■ ESTRATTO SELEZIONATO:

Perugina: Una grande storia industriale (Seconda parte)
Nasce una multinazionale
Il 15 dicembre del 1969 avvenne la fusione, per incorporazione, della Buitoni con la Perugina: venne creata l’IBP- Industrie Buitoni Perugina che nel 1972 fu quotata in Borsa. La società con sede a Perugia comprendeva: 6 stabilimenti in Italia, 3 in Francia, 2 in America (Stati Uniti e Brasile), un fatturato di 135 miliardi di lire e 7.269 dipendenti, solo in Italia 6.634.
Un fatto fondamentale e condizionante per gli sviluppi futuri. Alcuni erano scettici nei confronti del progetto IBP, altri lo ritenevano un errore strategico, ma la maggioranza del corpo aziendale lo condivise insieme al sindacato e alla comunità cittadina. Anche oggi, dopo cinquanta anni, i giudizi restano divergenti. Una tesi ritiene la fusione della Perugina con la Buitoni e le scelte successive di politica aziendale l’inizio della parabola discendente che ha portato alla sua vendita, un’altra la considera una scommessa molto innovativa, in un periodo difficile, contrastata e poi bloccata: riuscita solo in parte. L’azienda venne riorganizzata all’avanguardia, guidata da un gruppo dirigente capace, da politiche produttive e commerciali rinnovate ed espansive. Negli anni settanta si sperimentarono, anche alla Perugina, sia per il rinnovo dei contratti nazionali che per le piattaforme aziendali, forme di lotta molto dure che vennero chiamate a gatto selvatico e duravano tutto il giorno. Nel momento più caldo si arrivò, per alcune ore, all’occupazione dello stabilimento.

■ DATI FORNITI:
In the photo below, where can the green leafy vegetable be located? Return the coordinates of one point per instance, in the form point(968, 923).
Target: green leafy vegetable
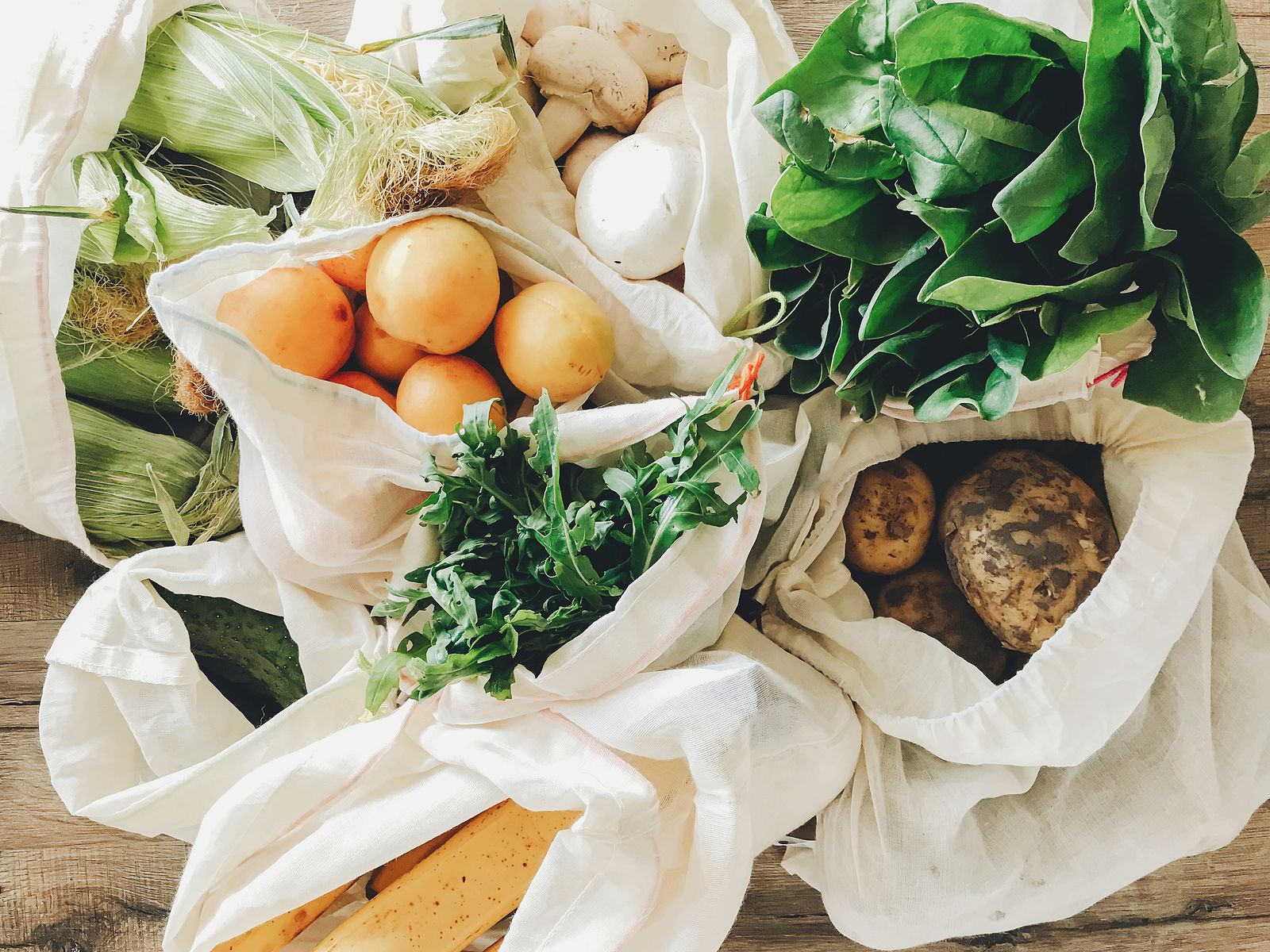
point(973, 200)
point(533, 550)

■ COMPITI DA SVOLGERE:
(a) Secondo l'estratto sulla Perugina, in quale anno l'IBP fu quotata in Borsa?
(b) Prosegua l'estratto sulla Perugina a partire dalla sua ultima frase.
L'elenco non ha alcuna attinenza con l'estratto sulla Perugina.

■ SOLUZIONI DEGLI ESERCIZI:
(a) Nel 1972.

(b)
Ma ci furono, anche, errori nelle scelte aziendali e nel sindacato che peseranno negli anni successivi. Il sindacato, per diversi motivi, costrinse l’azienda ad accettare la Linearizzazione della produzione, studiata per superare il periodo della curva bassa della produzione e garantire l’occupazione tutto l’anno. Inoltre fu accompagnata dalla richiesta di superare la stagionalità con l’assunzione a tempo indeterminato di molti stagionali, senza che si cogliessero i primi segnali di una grave crisi economica nazionale e mondiale: quella petrolifera e derivante dall’aumento del costo delle materie prime. L’azienda, con intuizione e coraggio, in quel periodo, scelse di realizzare un progetto di aggressione dei mercati esteri sia con l’allargamento della società in Italia sia con la costituzione di consociate estere. Il punto debole dell’operazione fu di usare finanziamenti bancari. In questo clima di lotte, forte democrazia e tensione politica si consolidarono in fabbrica alcuni partiti politici. La loro azione sarà decisiva nel creare una vera coscienza di classe, nell’individuare attivisti, nel cercare momenti di elaborazione, confronto e azione comune.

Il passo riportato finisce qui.